EXTRACTO DEL DOCUMENTO:
──────
CON LOS NIÑOS
NO SE JUEGA
Con los niños
se juega pero con su sufrimiento, no. Me refiero al caso Nadia, la niña con una
enfermedad rara, la tricotiodistrofia, presuntamente aprovechada por sus padres
como la fuente de ingresos de la familia. Aprovechándose de la compasión que
genera el sufrimiento infantil, los padres –el padre, Fernando Blanco y la
madre, Marga Garau- han llevado el caso por televisiones y otras plataformas
obteniendo casi un millón de euros destinados a la curación de su hija que
luego iban a parar a otras cosas: básicamente a la supervivencia y al lujo.
Para ello contaban historias extravagantes que incluyen curanderos en cuevas de
Afganistán, tratamientos con punciones en tal o cual sitio, curanderos, “médicos”
──────
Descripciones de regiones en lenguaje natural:
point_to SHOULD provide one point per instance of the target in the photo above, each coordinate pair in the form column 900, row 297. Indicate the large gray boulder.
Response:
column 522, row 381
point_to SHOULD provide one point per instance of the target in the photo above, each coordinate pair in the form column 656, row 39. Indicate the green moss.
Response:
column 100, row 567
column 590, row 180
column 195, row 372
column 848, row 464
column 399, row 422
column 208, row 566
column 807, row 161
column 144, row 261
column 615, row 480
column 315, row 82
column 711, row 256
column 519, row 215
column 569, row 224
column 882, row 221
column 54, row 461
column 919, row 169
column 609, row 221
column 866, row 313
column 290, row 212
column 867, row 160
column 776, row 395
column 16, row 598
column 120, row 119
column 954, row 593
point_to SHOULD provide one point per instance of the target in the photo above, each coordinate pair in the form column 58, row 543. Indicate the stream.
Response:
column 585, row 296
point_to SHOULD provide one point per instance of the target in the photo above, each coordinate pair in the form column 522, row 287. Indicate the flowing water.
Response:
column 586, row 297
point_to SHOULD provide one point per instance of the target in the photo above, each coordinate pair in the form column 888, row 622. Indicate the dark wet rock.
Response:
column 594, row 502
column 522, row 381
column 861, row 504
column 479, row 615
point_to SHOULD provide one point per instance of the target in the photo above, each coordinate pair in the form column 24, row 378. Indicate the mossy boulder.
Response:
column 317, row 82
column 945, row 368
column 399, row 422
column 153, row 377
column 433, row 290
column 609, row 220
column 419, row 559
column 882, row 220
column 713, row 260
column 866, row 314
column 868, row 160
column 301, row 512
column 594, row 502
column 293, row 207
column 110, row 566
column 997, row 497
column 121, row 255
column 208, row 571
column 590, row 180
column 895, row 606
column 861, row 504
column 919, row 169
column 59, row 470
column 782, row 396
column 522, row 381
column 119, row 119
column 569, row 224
──────
COMPLETE LO SIGUIENTE:
1) Según el artículo sobre el caso Nadia, ¿qué cantidad de dinero obtuvieron los padres al llevar el caso por televisiones y otras plataformas?
2) Prosiga el artículo sobre el caso Nadia a partir del punto en que se interrumpe.

LISTA DE RESPUESTAS:
1) Casi un millón de euros.

2)
homeópatas con nombres como Dr. Brown en Madrid, Toulouse, París… y otras
historias pintorescas con las que provocar la conmiseración del personal y
hacer que, en un acto de piadosa solidaridad, se rascara el bolsillo en auxilio
de la niña inocente. El hecho de que los medios de comunicación se hicieran eco
de la historia y la difundieran es algo que debería hacernos reflexionar. No sé
a ustedes, pero yo, si soy responsable de la edición de un medio y me vienen
con historias sensibleras de captación de dinero respaldadas por visitas a
curanderos internacionales con nombres en inglés y cuevas en Asia, se me
encenderían las alarmas. Por otra parte, no me extraña que el caso fuera
acogido con los brazos abiertos por muchos medios dado el alto contenido sensiblero
y melodramático.
Hay otra
historia en la prensa de la semana que incluye sufrimiento infantil y dinero,
aunque de otra categoría moral. Adrian es un niño valenciano de ocho o nueve
años que padece cáncer y es aficionado a los toros. El mundo taurino se volcó
con generosidad con el chico, organizándole un homenaje en el que toreros
profesionales le llevaron a hombros por la plaza, reconociendo el valor de la
lucha del chaval y tratando de aliviar un poco la cruel realidad del
sufrimiento sin causa (si es que lo hay con causa).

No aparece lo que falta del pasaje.